**TASK BRIEF**
Please put every line of the items below into a Markdown table with the columns Row and Line, numbering the rows and skipping blank lines. Leave the pictures out of the table.

**SUPPLIED RECORDS**
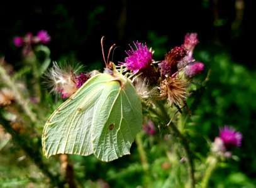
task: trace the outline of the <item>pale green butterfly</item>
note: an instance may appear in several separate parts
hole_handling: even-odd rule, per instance
[[[47,158],[93,154],[108,162],[130,154],[142,125],[142,104],[131,80],[112,65],[111,74],[91,77],[50,117],[42,135]]]

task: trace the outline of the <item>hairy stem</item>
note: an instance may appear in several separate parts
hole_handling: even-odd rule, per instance
[[[207,167],[204,176],[201,182],[201,187],[206,188],[208,185],[209,180],[211,174],[217,168],[218,160],[215,157],[211,158],[211,160]]]
[[[170,125],[172,121],[170,120],[167,126],[170,128],[170,129],[177,135],[181,140],[181,144],[182,145],[186,156],[186,162],[187,164],[188,172],[189,172],[189,188],[193,188],[195,186],[195,179],[194,179],[194,164],[192,157],[192,152],[189,149],[189,143],[187,139],[181,134],[179,130],[177,128],[176,126],[174,124]]]
[[[138,151],[142,162],[142,167],[145,172],[147,172],[148,170],[148,163],[147,159],[146,152],[145,152],[142,145],[142,138],[140,133],[137,133],[136,135],[135,142],[138,146]]]

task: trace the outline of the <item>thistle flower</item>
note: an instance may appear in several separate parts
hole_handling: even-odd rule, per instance
[[[137,94],[142,99],[150,99],[157,95],[157,88],[148,88],[148,81],[147,79],[137,78],[133,82]]]
[[[133,42],[133,44],[136,50],[133,50],[129,44],[131,50],[126,51],[128,56],[125,59],[125,63],[119,62],[120,65],[124,65],[127,69],[131,70],[133,73],[150,69],[151,63],[153,62],[153,52],[151,48],[148,50],[146,43],[143,45],[138,41],[136,43]]]
[[[33,44],[41,43],[46,44],[51,40],[51,38],[47,31],[39,31],[36,36],[33,36],[32,33],[28,32],[24,37],[15,36],[13,38],[13,43],[15,46],[21,47],[25,45],[25,48],[30,46]]]
[[[182,44],[172,49],[165,55],[165,60],[159,63],[161,77],[171,76],[178,71],[177,65],[187,56],[189,51]]]
[[[220,128],[220,137],[223,141],[225,147],[229,149],[240,147],[243,136],[231,127],[225,125]]]
[[[216,137],[212,144],[211,151],[221,159],[230,158],[231,147],[241,146],[242,135],[239,132],[228,125],[220,128],[219,137]]]
[[[81,86],[85,82],[84,75],[75,76],[80,68],[73,68],[70,66],[62,68],[57,62],[53,62],[52,68],[44,75],[46,78],[44,83],[52,88],[51,92],[60,94],[62,98],[69,97],[77,90],[77,86]]]
[[[194,62],[188,65],[185,68],[185,75],[192,78],[199,74],[204,68],[204,63],[201,62]]]
[[[160,83],[160,99],[167,99],[170,106],[172,106],[173,103],[181,105],[187,97],[187,82],[179,78],[166,78]]]
[[[185,36],[184,45],[186,49],[192,51],[194,47],[199,43],[199,42],[197,33],[187,33]]]
[[[37,33],[36,37],[38,39],[38,42],[43,44],[46,44],[51,40],[51,38],[47,31],[45,30],[39,31]]]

**EXERCISE RESPONSE**
| Row | Line |
|---|---|
| 1 | task: trace the outline of the <item>pale green butterfly</item> |
| 2 | note: an instance may appear in several separate parts |
| 3 | hole_handling: even-odd rule, per instance |
| 4 | [[[47,158],[93,154],[108,162],[130,154],[142,125],[142,104],[131,80],[112,65],[111,74],[91,77],[50,117],[42,135]]] |
| 5 | task: trace the outline of the <item>hairy stem</item> |
| 6 | note: an instance may appear in several separate parts |
| 7 | hole_handling: even-odd rule, per instance |
| 8 | [[[207,167],[204,176],[201,182],[201,187],[206,188],[208,185],[209,180],[211,174],[217,168],[218,160],[215,157],[211,158],[211,160]]] |
| 9 | [[[170,125],[172,121],[170,120],[167,126],[170,128],[170,129],[177,135],[181,140],[181,144],[182,145],[186,156],[186,162],[187,164],[188,172],[189,172],[189,188],[193,188],[195,186],[195,179],[194,179],[194,164],[192,157],[192,152],[189,149],[189,143],[187,139],[181,134],[179,130],[177,128],[176,126],[174,124]]] |
| 10 | [[[138,151],[142,162],[142,167],[145,172],[147,172],[148,170],[148,163],[147,159],[146,152],[145,152],[142,145],[142,138],[140,133],[137,133],[136,135],[135,142],[138,146]]] |
| 11 | task: trace the outline of the <item>thistle flower</item> |
| 12 | note: an instance may appear in several separate parts |
| 13 | hole_handling: even-odd rule, per instance |
| 14 | [[[137,94],[142,99],[150,99],[157,95],[157,88],[148,88],[148,81],[147,79],[137,78],[133,82]]] |
| 15 | [[[133,42],[133,44],[136,50],[133,50],[129,44],[131,50],[126,51],[128,56],[125,59],[125,63],[119,62],[120,65],[124,65],[127,69],[131,70],[133,73],[150,69],[151,63],[153,62],[153,52],[151,48],[148,50],[146,43],[143,45],[138,41],[136,43]]] |
| 16 | [[[33,44],[41,43],[46,44],[51,40],[51,38],[47,31],[39,31],[36,36],[33,36],[32,33],[28,32],[24,37],[15,36],[13,38],[13,43],[15,46],[21,47],[25,45],[25,48],[30,46]]] |
| 17 | [[[182,44],[172,49],[165,55],[165,60],[159,63],[161,77],[171,76],[178,71],[177,65],[187,56],[189,51]]] |
| 18 | [[[220,128],[220,137],[223,141],[225,147],[229,149],[240,147],[243,136],[231,127],[225,125]]] |
| 19 | [[[216,137],[212,144],[211,151],[221,159],[230,158],[231,147],[241,146],[242,135],[239,132],[228,125],[220,128],[219,137]]] |
| 20 | [[[81,86],[85,82],[84,75],[75,76],[80,68],[73,68],[70,66],[62,68],[57,62],[53,62],[52,68],[44,75],[46,78],[44,83],[52,88],[51,92],[60,94],[62,98],[69,97],[77,90],[77,86]]] |
| 21 | [[[194,62],[188,65],[185,68],[185,75],[192,78],[199,74],[204,68],[204,63],[201,62]]] |
| 22 | [[[160,83],[160,99],[167,99],[170,106],[172,106],[173,103],[181,105],[187,97],[187,82],[179,78],[166,78]]] |
| 23 | [[[185,36],[184,45],[186,49],[192,51],[194,47],[199,43],[199,42],[197,33],[187,33]]] |
| 24 | [[[37,33],[36,37],[38,39],[38,42],[43,44],[46,44],[51,40],[51,38],[47,31],[45,30],[39,31]]] |